## The request:
Please print the items below word for word, changing nothing.

### Material for this exercise ###

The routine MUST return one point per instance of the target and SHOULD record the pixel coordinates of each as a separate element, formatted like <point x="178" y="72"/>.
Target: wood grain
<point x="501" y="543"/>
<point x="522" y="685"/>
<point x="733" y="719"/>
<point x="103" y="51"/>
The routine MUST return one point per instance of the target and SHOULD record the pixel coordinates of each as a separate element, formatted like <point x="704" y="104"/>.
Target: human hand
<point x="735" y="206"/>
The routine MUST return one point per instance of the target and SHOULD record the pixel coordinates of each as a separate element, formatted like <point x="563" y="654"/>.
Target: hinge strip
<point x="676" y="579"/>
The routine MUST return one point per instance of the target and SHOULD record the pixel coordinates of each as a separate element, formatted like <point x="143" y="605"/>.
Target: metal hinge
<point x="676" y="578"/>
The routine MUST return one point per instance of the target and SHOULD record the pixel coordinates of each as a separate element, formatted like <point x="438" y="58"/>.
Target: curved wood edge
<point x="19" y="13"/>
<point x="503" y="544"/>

###

## Result:
The routine MUST return one point per instance of the target and SHOULD record the pixel coordinates of each as a separate element, formatted like <point x="178" y="72"/>.
Target: wood grain
<point x="501" y="543"/>
<point x="522" y="685"/>
<point x="733" y="719"/>
<point x="103" y="51"/>
The routine MUST return one point per instance of the target and SHOULD record the pixel coordinates of each as a separate element, formatted like <point x="704" y="104"/>.
Target: human hand
<point x="735" y="206"/>
The routine MUST return one point per instance of the target and SHOULD record the pixel coordinates of each as a separate element, formatted like <point x="563" y="654"/>.
Target: hinge strip
<point x="676" y="579"/>
The routine MUST return one point per instance of the target and SHOULD record the pixel coordinates of each as a separate element, formatted like <point x="143" y="605"/>.
Target: metal hinge
<point x="676" y="578"/>
The routine MUST return one point per instance of the target and SHOULD record the pixel coordinates of each as a separate element, formatted like <point x="438" y="58"/>.
Target: curved wood edge
<point x="19" y="13"/>
<point x="503" y="544"/>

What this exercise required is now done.